Assigned task A — According to the comment thread on maternal mortality, what proportion of babies in Burundi were born in health units in 2008?
Assigned task B — Write the next part of the comment thread on maternal mortality, picking up after its last sentence.

Text block —
····················

One strategy that is proving very effective in achieving large increases in service utilisation is providing services free at the point of delivery. For example in Burundi only 22% of babies were born in health units in 2005 but following the removal of fees in 2006 this proportion rose to 56% in 2008. See also http://www.povertyactionlab.or.....h-products
September 17th, 2010 at 3:04 am
Hi Nandini,
I am very glad to see the CGD topic on Maternal Mortality: We Already know what works…Or Do We? This means I am going to learn a lot from CGD as their fan, who founded a midwives association for her country; to counteract the maternal and child mortality. I will always keep in touch.
Sincerely
Francisca ‘Mapitso Matsoha.
September 20th, 2010 at 4:48 pm
Dear Nandini,
I tried posting this earlier but it seemed not to take. But if it did, sorry to be repetitive.
I’m not certain we know what works–maybe more importantly, that we want to recognize what has worked.

····················

Recorded information —

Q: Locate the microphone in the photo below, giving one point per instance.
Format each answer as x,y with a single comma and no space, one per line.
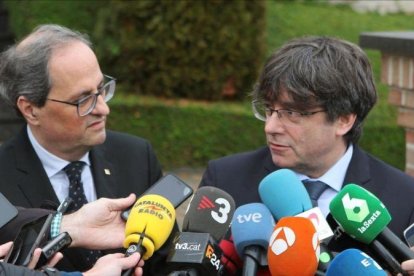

····················

Answer A — 56%

Answer B —
In April, The Lancet published a research article by the University of Washington, funded by the Gates Foundation. It documented the fact that maternal mortality had declined from 538,300 annually in 1980 to 347,900 in 2008. The editor reported that various WHO-affiliated groups had called him, requesting that publication be delayed. Their numbers were so much higher than those of The Lancet and they were concerned that lower numbers would unduly influence donors. The editor refused and published.
In October 2008, UNICEF reported that infant deaths had declined from 20 million annually in 1960 to 9.7 million in 2006. It credited this fall to immunizations and economic development. WHO was sorely vexed with this publication.
The failure to recognize progress in maternal and infant mortality masks the oncoming emergence of chronic diseases in these same countries.
This month, The New England Journal of Medicine had an article in which the authors said that \non-communicable diseases are among the most severe threats to global economic development. It is projected that in the next ten years, China and India will lost $558 billion, and $237 billion, respectively, in national income as a result of only four chronic diseases.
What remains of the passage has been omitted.